*Page excerpt:*
Introduction
Geospatial data is everywhere. Mapping directions, tracking a package, and reading a weather report are all examples of how we use geospatial data in our daily lives. In recent years, the nature of geospatial data has changed. Data is generated from different sources, such as technologies like IoT, drones, and autonomous vehicles, as well as from individuals and social networks. This data is also very large. This presents a number of challenges for developers that are not easy to solve with traditional databases. Accessing, moving, modifying, and storing this data is very complicated.
In June 2018, Profiq published a blog post about Kinetica’s high-performance analytics database. In this article, the first in a series of four, I’m going to take it from there and dive deeper into Kinetica’s capabilities by showing you how to store large amounts of streaming geospatial data from Meetup.com into Kinetica’s GPU-accelerated database using Kinetica’s Python API. Meetup is a well-known platform for organizing in-person events for people with similar interests. It is used globally by millions of people. Every minute, users send hundreds of responses to invitations (RSVPs). The service provides an API to access all of these actions.
Future articles in the series will focus on visualizing the data, using APIs for creating custom apps, training, and using simple prediction models. All of the code is available in public repositories. Now, without further ado, let’s get to work.

*Information supplied:*
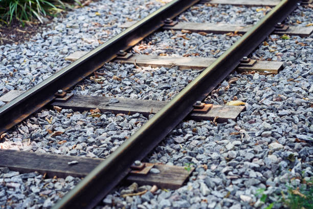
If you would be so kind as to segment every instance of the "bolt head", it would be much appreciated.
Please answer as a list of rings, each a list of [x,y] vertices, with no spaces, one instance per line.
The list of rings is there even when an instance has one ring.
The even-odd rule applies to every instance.
[[[141,164],[141,162],[140,160],[136,160],[134,163],[135,165],[136,166],[139,166]]]
[[[172,22],[173,22],[173,20],[172,20],[169,18],[167,18],[166,19],[165,19],[165,21],[164,21],[164,23],[167,23],[167,24],[171,23]]]

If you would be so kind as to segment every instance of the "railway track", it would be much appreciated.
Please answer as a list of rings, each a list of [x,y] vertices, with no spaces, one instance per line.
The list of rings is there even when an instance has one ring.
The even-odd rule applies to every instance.
[[[202,2],[204,3],[204,1]],[[225,1],[220,2],[212,1],[209,3],[225,3]],[[0,119],[3,121],[0,125],[2,134],[49,103],[62,108],[79,111],[99,108],[102,112],[110,111],[115,114],[139,112],[147,116],[150,114],[155,114],[153,117],[105,160],[95,160],[92,162],[91,160],[86,160],[85,163],[78,163],[80,167],[72,167],[74,170],[70,171],[71,175],[74,175],[74,174],[76,173],[78,174],[77,176],[83,176],[91,170],[92,171],[58,202],[54,208],[82,206],[92,208],[95,206],[127,175],[131,171],[131,166],[135,161],[143,159],[171,130],[187,116],[196,120],[213,119],[214,121],[221,122],[227,121],[229,119],[235,120],[243,110],[243,107],[212,107],[201,102],[198,104],[197,101],[203,101],[229,73],[236,69],[241,71],[258,71],[278,73],[282,69],[281,63],[270,61],[265,63],[245,57],[271,33],[274,32],[280,35],[290,34],[292,35],[306,36],[312,32],[311,27],[302,29],[288,28],[279,24],[296,8],[297,4],[300,1],[285,0],[279,3],[275,3],[275,4],[273,4],[273,1],[262,3],[265,5],[257,4],[258,2],[253,2],[248,4],[249,6],[266,5],[269,6],[278,4],[263,19],[254,26],[241,27],[239,26],[228,26],[226,27],[221,25],[213,27],[205,24],[176,23],[171,20],[198,2],[198,1],[173,1],[135,24],[128,23],[122,26],[127,29],[122,33],[95,50],[83,55],[33,89],[26,92],[11,92],[10,94],[3,97],[2,100],[9,102],[0,109]],[[306,2],[304,3],[308,3]],[[234,3],[241,4],[242,1],[234,1]],[[213,33],[233,32],[242,34],[242,37],[230,49],[215,59],[201,57],[183,58],[139,55],[125,52],[145,37],[160,29]],[[76,58],[75,56],[72,58],[72,59]],[[111,101],[109,99],[73,96],[72,94],[65,93],[82,80],[83,78],[92,74],[105,63],[114,59],[116,61],[121,63],[134,64],[139,66],[163,66],[166,67],[176,66],[181,70],[206,68],[168,102],[120,99],[116,103],[116,101]],[[203,108],[207,108],[208,110],[202,111]],[[11,113],[12,112],[17,113],[12,116]],[[147,140],[147,138],[149,140]],[[142,149],[142,148],[145,148]],[[10,166],[10,163],[14,164],[15,162],[10,157],[10,155],[12,156],[11,153],[8,151],[6,152],[3,152],[2,154],[3,157],[6,156],[7,161],[5,162],[6,164],[1,165],[24,172],[38,170],[38,166],[43,166],[42,164],[40,165],[40,163],[32,164],[31,162],[33,159],[38,156],[31,156],[29,153],[30,163],[28,168],[24,165],[24,168],[22,168],[21,165]],[[14,154],[15,157],[23,156],[23,154],[20,153]],[[48,159],[51,156],[48,155],[42,157]],[[68,166],[66,165],[67,162],[76,159],[79,160],[78,158],[70,158],[68,160],[62,158],[60,160],[60,161],[66,160],[66,162],[64,168],[60,169],[58,173],[49,168],[43,169],[42,172],[51,172],[52,176],[57,174],[66,176],[66,171],[66,171],[66,166]],[[52,159],[50,164],[52,164],[53,162]],[[83,174],[80,176],[79,171],[88,164],[92,166],[84,171]],[[186,174],[187,176],[189,174],[188,173]],[[103,180],[104,178],[105,180]]]

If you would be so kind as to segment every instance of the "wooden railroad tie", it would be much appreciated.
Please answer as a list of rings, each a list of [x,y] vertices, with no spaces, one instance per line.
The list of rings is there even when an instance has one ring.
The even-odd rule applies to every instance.
[[[103,159],[56,155],[50,153],[0,149],[0,167],[8,167],[20,173],[37,172],[46,177],[84,177],[101,163]],[[75,163],[69,163],[71,162]],[[149,163],[150,164],[150,163]],[[152,163],[151,163],[152,164]],[[175,190],[181,187],[194,168],[153,163],[160,173],[138,175],[129,173],[127,181],[140,185],[156,185],[160,188]],[[129,170],[129,171],[131,171]]]
[[[23,91],[11,90],[0,97],[0,101],[9,102],[24,92]],[[115,114],[139,113],[147,117],[150,114],[158,112],[168,102],[119,98],[118,102],[110,103],[110,99],[109,97],[102,96],[74,95],[66,101],[57,99],[51,105],[78,111],[89,111],[98,108],[102,112],[111,112]],[[191,112],[187,118],[195,120],[213,120],[215,119],[216,122],[221,123],[227,122],[228,119],[235,120],[239,114],[244,110],[244,106],[214,104],[208,112],[199,112],[196,110]]]
[[[85,55],[87,52],[77,51],[65,58],[66,60],[75,61]],[[198,57],[173,57],[170,56],[146,55],[144,54],[128,54],[128,58],[118,57],[115,61],[122,64],[135,64],[138,66],[151,66],[152,68],[163,66],[170,68],[178,66],[181,70],[187,69],[202,70],[212,64],[215,58]],[[263,73],[267,72],[277,74],[283,69],[283,62],[275,61],[259,61],[256,60],[252,64],[241,64],[236,70],[239,72],[255,71]]]
[[[200,4],[222,4],[248,7],[275,7],[281,0],[201,0]],[[311,4],[313,0],[308,0],[303,4]]]
[[[136,21],[126,22],[120,26],[120,28],[129,28],[136,23]],[[244,34],[251,29],[253,25],[242,26],[240,25],[229,25],[225,23],[198,23],[190,22],[178,22],[173,26],[163,26],[163,30],[174,30],[189,31],[198,33],[200,32],[207,33],[225,34],[236,33]],[[286,27],[285,30],[275,30],[274,34],[278,35],[287,34],[289,35],[298,35],[301,37],[308,37],[313,32],[313,26],[294,26]]]

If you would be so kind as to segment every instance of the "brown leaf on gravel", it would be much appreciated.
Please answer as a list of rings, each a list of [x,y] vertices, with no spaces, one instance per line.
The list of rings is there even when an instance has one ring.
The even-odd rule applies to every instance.
[[[238,80],[238,78],[233,78],[232,79],[231,79],[230,80],[229,80],[229,81],[228,81],[228,83],[229,84],[232,84],[233,83],[234,83],[235,82],[237,81]]]
[[[60,136],[61,134],[62,134],[64,132],[62,131],[55,131],[52,134],[50,135],[50,137]]]
[[[208,33],[206,33],[205,32],[199,32],[198,33],[198,34],[201,35],[208,35]]]
[[[182,33],[191,33],[191,31],[189,31],[188,30],[182,30]]]
[[[4,137],[6,137],[6,136],[7,136],[8,135],[8,134],[7,134],[6,133],[4,133],[3,134],[1,134],[1,136],[0,136],[0,139],[3,139]]]
[[[90,115],[90,116],[93,117],[100,117],[101,116],[101,114],[100,113],[95,113]]]
[[[53,118],[51,117],[50,119],[49,119],[48,117],[46,117],[45,119],[46,119],[46,120],[47,120],[47,121],[49,123],[49,124],[51,124],[51,122],[52,122],[52,119],[53,119]]]
[[[299,195],[299,196],[301,197],[303,197],[304,198],[306,198],[306,196],[305,195],[301,193],[301,192],[300,192],[299,190],[293,190],[292,192],[294,195]]]
[[[150,192],[153,194],[156,192],[156,190],[158,190],[158,186],[156,185],[153,185],[151,190],[150,190]]]
[[[116,75],[114,75],[112,78],[113,79],[113,80],[118,80],[119,81],[121,81],[122,80],[121,78],[119,78],[118,76]]]
[[[146,190],[144,191],[140,192],[137,193],[125,194],[125,195],[123,195],[122,197],[125,198],[125,197],[127,196],[131,197],[131,196],[134,196],[142,195],[145,194],[145,193],[146,193],[147,192],[148,192],[148,190]]]
[[[53,106],[53,110],[56,110],[59,113],[62,110],[62,108],[58,106]]]
[[[236,100],[236,101],[232,100],[232,101],[230,101],[226,103],[226,105],[229,105],[231,106],[238,106],[241,104],[244,105],[245,104],[245,103],[243,102],[243,101],[239,101],[239,100]]]
[[[95,114],[95,113],[100,113],[101,111],[99,109],[99,108],[96,108],[94,110],[90,110],[90,112],[91,114]]]

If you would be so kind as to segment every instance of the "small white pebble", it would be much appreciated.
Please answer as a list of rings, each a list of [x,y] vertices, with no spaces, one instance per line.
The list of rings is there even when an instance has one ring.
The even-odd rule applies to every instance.
[[[78,163],[78,161],[76,160],[73,160],[72,161],[68,162],[68,164],[69,164],[69,165],[75,165],[77,163]]]
[[[156,174],[160,173],[160,171],[156,169],[151,169],[150,170],[150,173]]]

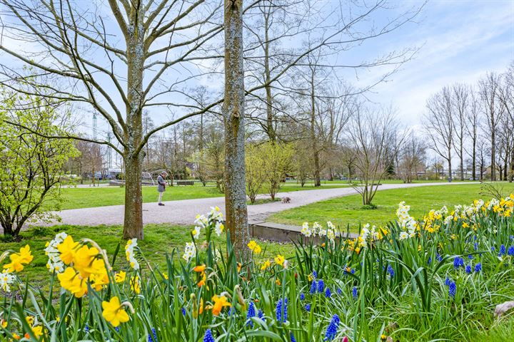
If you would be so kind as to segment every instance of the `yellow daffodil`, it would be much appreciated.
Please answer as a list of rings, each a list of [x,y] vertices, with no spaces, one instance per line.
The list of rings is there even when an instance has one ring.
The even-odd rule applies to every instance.
[[[87,293],[87,283],[73,267],[68,267],[64,272],[57,274],[63,289],[71,292],[76,298],[81,298]]]
[[[231,304],[227,301],[225,296],[214,295],[212,297],[212,301],[214,303],[212,309],[212,313],[214,316],[219,315],[223,306],[231,306]]]
[[[68,235],[62,242],[57,245],[57,249],[61,252],[61,260],[66,265],[69,265],[74,261],[75,253],[78,249],[79,242],[75,242],[70,235]]]
[[[130,280],[131,290],[139,294],[141,293],[141,284],[139,283],[139,276],[136,276],[131,278]]]
[[[114,327],[128,321],[128,314],[116,296],[111,298],[109,301],[102,301],[102,316]]]
[[[203,285],[205,285],[205,282],[207,280],[207,276],[206,275],[205,272],[202,272],[201,274],[202,274],[202,278],[201,278],[201,280],[200,281],[198,281],[198,287],[201,287]]]
[[[4,265],[4,268],[9,272],[19,272],[24,269],[24,265],[29,264],[34,256],[30,250],[30,247],[27,244],[24,247],[20,248],[19,252],[13,253],[9,255],[11,262]]]
[[[276,256],[275,256],[275,264],[281,266],[283,266],[283,261],[286,261],[286,258],[283,257],[283,255],[278,254]]]
[[[74,267],[80,272],[82,278],[88,278],[90,274],[99,273],[101,268],[104,266],[104,262],[94,262],[99,254],[95,247],[89,248],[82,246],[74,256]]]
[[[116,273],[114,276],[114,280],[116,283],[123,283],[125,281],[125,279],[126,278],[126,272],[124,271],[120,271],[119,272]]]
[[[262,265],[261,265],[261,269],[264,270],[271,266],[271,263],[269,260],[266,260],[266,261],[262,263]]]
[[[261,246],[257,244],[257,242],[256,242],[254,240],[251,240],[250,242],[248,242],[248,247],[250,249],[252,250],[252,252],[253,252],[253,253],[256,253],[257,254],[261,253],[261,252],[262,251]]]

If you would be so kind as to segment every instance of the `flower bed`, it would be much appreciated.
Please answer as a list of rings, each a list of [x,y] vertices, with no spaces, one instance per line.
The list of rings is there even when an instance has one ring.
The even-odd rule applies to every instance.
[[[402,202],[395,222],[366,225],[354,240],[336,239],[329,222],[305,224],[306,237],[324,242],[299,241],[294,256],[258,263],[238,262],[228,238],[214,243],[211,234],[224,229],[217,208],[198,217],[182,261],[168,256],[166,269],[150,264],[135,239],[124,249],[128,266],[118,268],[117,254],[108,259],[96,242],[59,233],[44,251],[59,296],[23,279],[32,252],[44,251],[2,254],[0,333],[49,341],[468,341],[514,295],[513,197],[419,220]],[[255,241],[248,248],[264,252]]]

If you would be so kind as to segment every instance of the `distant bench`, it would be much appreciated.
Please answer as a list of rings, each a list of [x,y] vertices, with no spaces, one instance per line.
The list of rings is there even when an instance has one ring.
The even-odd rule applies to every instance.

*Objective:*
Please say which API the geospatial data article uses to load the streaming data into Kinetica's database. The data has no connection to the text.

*Solution to this exercise:*
Kinetica's Python API.